▸ **Estratto**:
=-=-=-=-=

Prove di pensiero largo
(di Felice Celato)
Proviamo
a mettere giù un pensiero largo (almeno nelle intenzioni). In questa porzione
del mondo di cui siamo parte (diciamo l’Occidente sviluppato, grosso modo Europa + USA), in questo
periodo tanto confuso, si agitano tre macro-problemi in qualche modo
concentrici (rispetto all’Italia).
Primo
problema: la pressione dell’immigrazione è una componente comune (Europa +
USA) altamente sentita e in grado, da sola, di attivare vaste ansie politiche,
che partono dall’accoglienza e vanno fino all’integrazione delle ingenti masse
di profughi in movimento. Le pulsioni cd populiste
negli Usa e in Europa ne sono la manifestazione politica evidente, che non può
essere ignorata. L’UNHCR ha calcolato in
65 milioni il numero totale dei profughi, in buona parte accolti (fino a
quando?) nei paesi più vicini alle zone di guerra (lato sensu), cioè a Siria, Afghanistan, Somalia, ma anche Sudan, Sud
Sudan, Congo Birmania, etc.. L’Italia è diventata un crocevia drammatico dei
flussi che attraversano il Mediterraneo ma il problema è più o meno sentito in
tutta l’area che stiamo considerando.
Secondo
problema: Lo sviluppo economico langue; e questo è un problema soprattutto
in Europa (con varie gradazioni e noi, manco a dirlo, agli ultimi posti) e forse
meno negli USA, dove lo shock post
Lehman Brothers è ormai stato ampiamente assorbito. Per di più siamo, forse,
alle soglie di una cosiddetta quarta rivoluzione industriale dalla quale – secondo
alcuni – è da attendersi, in pochi anni, una massiccia job disruption, particolarmente concentrata in Italia, per la
struttura della sua occupazione. In Italia – come al solito in altre faccende affaccendati – se ne
parla poco, ma così è.
Terzo
problema: Tutto il mondo è caratterizzato da un ingente debito pubblico, ma
l’Italia è gravata dal secondo (dopo la Grecia) al mondo per entità (rispetto
al PIL e considerando l’aggregato Europa + Usa di cui stiamo parlando) e,
attualmente, il più alto della nostra storia, non ostanti i nostri solenni impegni
di riduzione, più volte assunti e quasi sempre disattesi (ogni volta per un
motivo che ci è parso buono). Per circa un quarto esso è detenuto da stranieri; inoltre è, pressoché integralmente, denominato in una valuta “condivisa” (l’Euro), cioè sulla quale abbiamo
una sovranità assai limitata ma dei cui benefici abbiamo a lungo goduto (non
foss’altro per il minor costo del nostro debito). Esso è frutto di un
prolungato statalismo, ormai diventato una vera e propria statolatria di gran parte della politica e anche del sentire comune. L’attuale scenario,
per certi versi surreale, di tassi negativi in ambiente deflattivo, se anche
può aprire la strada a soluzioni straordinarie (non è il caso qui di
considerarle), non cambia – per ora – lo stato di fatto.

=-=-=-=-=

▸ **Materiale fornito**:
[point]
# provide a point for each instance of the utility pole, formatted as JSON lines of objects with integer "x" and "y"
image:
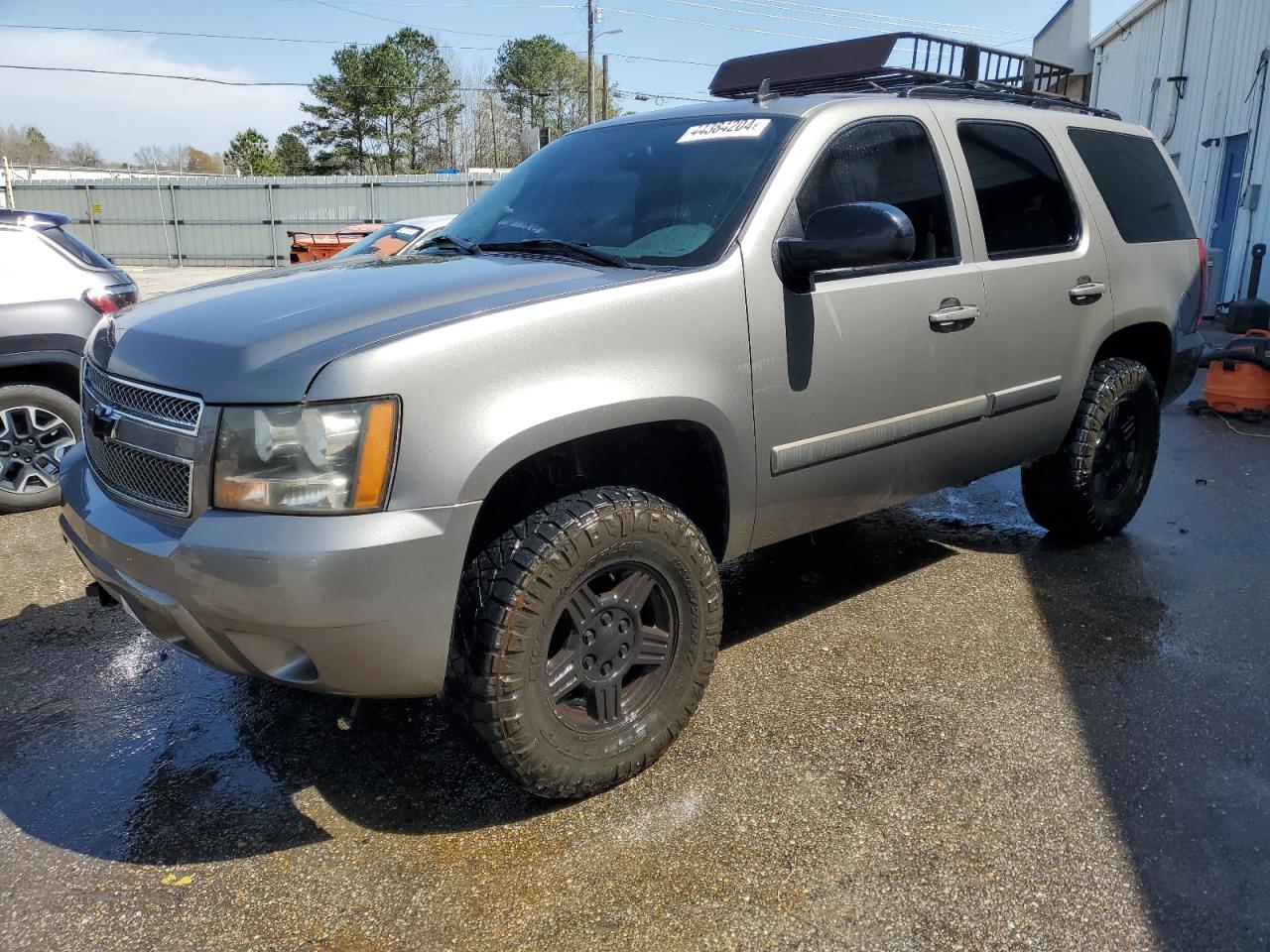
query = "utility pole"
{"x": 493, "y": 128}
{"x": 590, "y": 61}
{"x": 8, "y": 184}
{"x": 603, "y": 89}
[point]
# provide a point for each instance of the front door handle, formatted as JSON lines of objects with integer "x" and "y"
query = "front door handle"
{"x": 1086, "y": 291}
{"x": 952, "y": 315}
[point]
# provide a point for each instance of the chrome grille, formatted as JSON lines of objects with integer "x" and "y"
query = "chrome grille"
{"x": 150, "y": 479}
{"x": 145, "y": 403}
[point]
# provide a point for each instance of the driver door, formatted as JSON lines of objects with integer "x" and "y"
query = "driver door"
{"x": 864, "y": 395}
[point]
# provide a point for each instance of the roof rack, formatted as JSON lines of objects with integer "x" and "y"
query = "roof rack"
{"x": 916, "y": 63}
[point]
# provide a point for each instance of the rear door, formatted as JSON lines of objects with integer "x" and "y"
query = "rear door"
{"x": 1046, "y": 278}
{"x": 864, "y": 397}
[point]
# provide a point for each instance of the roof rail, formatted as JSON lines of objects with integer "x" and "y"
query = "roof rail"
{"x": 33, "y": 220}
{"x": 952, "y": 89}
{"x": 894, "y": 61}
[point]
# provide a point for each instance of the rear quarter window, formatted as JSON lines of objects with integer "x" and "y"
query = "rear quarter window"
{"x": 75, "y": 248}
{"x": 1135, "y": 184}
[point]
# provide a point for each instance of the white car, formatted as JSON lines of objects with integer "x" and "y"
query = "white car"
{"x": 398, "y": 238}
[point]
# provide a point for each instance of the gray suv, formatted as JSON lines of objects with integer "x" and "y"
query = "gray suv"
{"x": 506, "y": 468}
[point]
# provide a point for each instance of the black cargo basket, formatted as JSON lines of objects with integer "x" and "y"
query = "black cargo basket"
{"x": 888, "y": 61}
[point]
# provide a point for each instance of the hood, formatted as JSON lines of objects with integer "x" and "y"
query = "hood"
{"x": 262, "y": 338}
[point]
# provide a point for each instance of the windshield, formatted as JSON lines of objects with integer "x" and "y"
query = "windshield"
{"x": 668, "y": 191}
{"x": 384, "y": 243}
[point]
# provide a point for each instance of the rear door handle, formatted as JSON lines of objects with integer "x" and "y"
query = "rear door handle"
{"x": 952, "y": 315}
{"x": 1086, "y": 291}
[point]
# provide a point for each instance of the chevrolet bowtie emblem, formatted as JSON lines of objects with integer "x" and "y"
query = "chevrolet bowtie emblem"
{"x": 105, "y": 419}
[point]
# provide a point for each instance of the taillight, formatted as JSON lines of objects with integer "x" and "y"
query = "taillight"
{"x": 112, "y": 298}
{"x": 1203, "y": 282}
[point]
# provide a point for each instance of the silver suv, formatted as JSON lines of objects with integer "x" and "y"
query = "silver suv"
{"x": 507, "y": 467}
{"x": 54, "y": 290}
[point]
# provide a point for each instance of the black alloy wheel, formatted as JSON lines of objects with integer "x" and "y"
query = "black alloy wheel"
{"x": 584, "y": 638}
{"x": 611, "y": 647}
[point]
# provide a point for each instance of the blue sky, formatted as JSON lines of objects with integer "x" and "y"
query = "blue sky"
{"x": 119, "y": 114}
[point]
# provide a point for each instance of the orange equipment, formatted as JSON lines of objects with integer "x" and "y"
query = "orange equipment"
{"x": 313, "y": 246}
{"x": 1238, "y": 377}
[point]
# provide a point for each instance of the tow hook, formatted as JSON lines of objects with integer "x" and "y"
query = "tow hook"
{"x": 104, "y": 598}
{"x": 345, "y": 721}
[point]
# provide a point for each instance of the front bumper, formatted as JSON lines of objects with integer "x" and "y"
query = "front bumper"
{"x": 345, "y": 604}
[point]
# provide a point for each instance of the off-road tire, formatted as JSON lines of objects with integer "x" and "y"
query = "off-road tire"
{"x": 511, "y": 604}
{"x": 1062, "y": 492}
{"x": 33, "y": 395}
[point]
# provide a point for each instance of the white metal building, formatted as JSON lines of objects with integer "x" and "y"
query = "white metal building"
{"x": 1194, "y": 71}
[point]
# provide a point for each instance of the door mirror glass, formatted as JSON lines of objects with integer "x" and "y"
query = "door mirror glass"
{"x": 855, "y": 235}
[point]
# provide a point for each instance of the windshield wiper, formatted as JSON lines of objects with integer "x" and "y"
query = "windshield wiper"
{"x": 570, "y": 249}
{"x": 462, "y": 245}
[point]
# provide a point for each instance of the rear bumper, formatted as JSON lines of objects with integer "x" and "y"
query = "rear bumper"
{"x": 350, "y": 604}
{"x": 1185, "y": 363}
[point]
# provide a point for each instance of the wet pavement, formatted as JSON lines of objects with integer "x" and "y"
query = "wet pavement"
{"x": 928, "y": 729}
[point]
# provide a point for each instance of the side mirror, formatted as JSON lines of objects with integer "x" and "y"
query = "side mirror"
{"x": 853, "y": 235}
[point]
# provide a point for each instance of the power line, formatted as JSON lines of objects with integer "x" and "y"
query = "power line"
{"x": 213, "y": 36}
{"x": 837, "y": 13}
{"x": 307, "y": 85}
{"x": 712, "y": 26}
{"x": 769, "y": 16}
{"x": 871, "y": 28}
{"x": 293, "y": 40}
{"x": 408, "y": 23}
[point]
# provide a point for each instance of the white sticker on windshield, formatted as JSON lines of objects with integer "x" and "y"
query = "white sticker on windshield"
{"x": 728, "y": 128}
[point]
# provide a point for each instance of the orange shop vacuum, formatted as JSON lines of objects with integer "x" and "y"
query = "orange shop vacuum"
{"x": 1238, "y": 379}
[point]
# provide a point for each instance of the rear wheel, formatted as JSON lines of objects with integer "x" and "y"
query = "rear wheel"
{"x": 1092, "y": 486}
{"x": 37, "y": 426}
{"x": 584, "y": 639}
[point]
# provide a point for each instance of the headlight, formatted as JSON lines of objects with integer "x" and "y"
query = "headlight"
{"x": 320, "y": 458}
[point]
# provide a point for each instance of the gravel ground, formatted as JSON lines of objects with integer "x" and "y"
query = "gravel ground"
{"x": 931, "y": 729}
{"x": 153, "y": 281}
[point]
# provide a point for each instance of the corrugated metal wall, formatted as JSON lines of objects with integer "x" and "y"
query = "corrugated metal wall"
{"x": 1224, "y": 44}
{"x": 231, "y": 220}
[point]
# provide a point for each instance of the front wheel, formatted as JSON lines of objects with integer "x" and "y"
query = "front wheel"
{"x": 584, "y": 639}
{"x": 37, "y": 426}
{"x": 1092, "y": 486}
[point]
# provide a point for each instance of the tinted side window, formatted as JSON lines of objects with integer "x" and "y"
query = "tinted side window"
{"x": 892, "y": 162}
{"x": 1023, "y": 199}
{"x": 1137, "y": 185}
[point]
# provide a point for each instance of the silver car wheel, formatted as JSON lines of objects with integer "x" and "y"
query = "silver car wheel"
{"x": 32, "y": 443}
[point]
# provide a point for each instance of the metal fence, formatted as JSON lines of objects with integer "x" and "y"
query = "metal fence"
{"x": 232, "y": 220}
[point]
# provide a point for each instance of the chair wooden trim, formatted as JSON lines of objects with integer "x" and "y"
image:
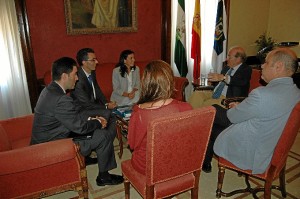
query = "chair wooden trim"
{"x": 276, "y": 168}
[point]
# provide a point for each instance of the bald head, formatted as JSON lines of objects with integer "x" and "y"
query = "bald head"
{"x": 280, "y": 62}
{"x": 236, "y": 55}
{"x": 287, "y": 57}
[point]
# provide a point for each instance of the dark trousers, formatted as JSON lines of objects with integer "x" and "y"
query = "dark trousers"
{"x": 102, "y": 142}
{"x": 221, "y": 122}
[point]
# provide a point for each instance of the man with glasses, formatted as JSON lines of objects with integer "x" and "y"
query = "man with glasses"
{"x": 87, "y": 90}
{"x": 88, "y": 94}
{"x": 58, "y": 116}
{"x": 234, "y": 81}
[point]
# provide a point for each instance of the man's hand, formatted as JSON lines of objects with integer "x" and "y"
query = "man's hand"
{"x": 131, "y": 94}
{"x": 102, "y": 120}
{"x": 233, "y": 104}
{"x": 111, "y": 105}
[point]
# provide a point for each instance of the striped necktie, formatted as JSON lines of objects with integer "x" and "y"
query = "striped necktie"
{"x": 90, "y": 79}
{"x": 218, "y": 91}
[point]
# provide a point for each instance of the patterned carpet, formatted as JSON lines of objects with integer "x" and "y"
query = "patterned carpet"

=-=-=-=-=

▸ **Compiti assegnati**:
1. Traduci in inglese questa frase dell'estratto: "L’Italia è diventata un crocevia drammatico dei flussi che attraversano il Mediterraneo ma il problema è più o meno sentito in tutta l’area che stiamo considerando."
2. Ricopia senza modifiche il passo dell'estratto che parte da "Prove di pensiero" e arriva fino a "concentrici (rispetto all’Italia).".

▸ **Soluzioni per compito**:
1. Italy has become a dramatic crossroads of the flows that cross the Mediterranean, but the problem is felt to a greater or lesser degree throughout the area we are considering.

2.
Prove di pensiero largo
(di Felice Celato)
Proviamo
a mettere giù un pensiero largo (almeno nelle intenzioni). In questa porzione
del mondo di cui siamo parte (diciamo l’Occidente sviluppato, grosso modo Europa + USA), in questo
periodo tanto confuso, si agitano tre macro-problemi in qualche modo
concentrici (rispetto all’Italia).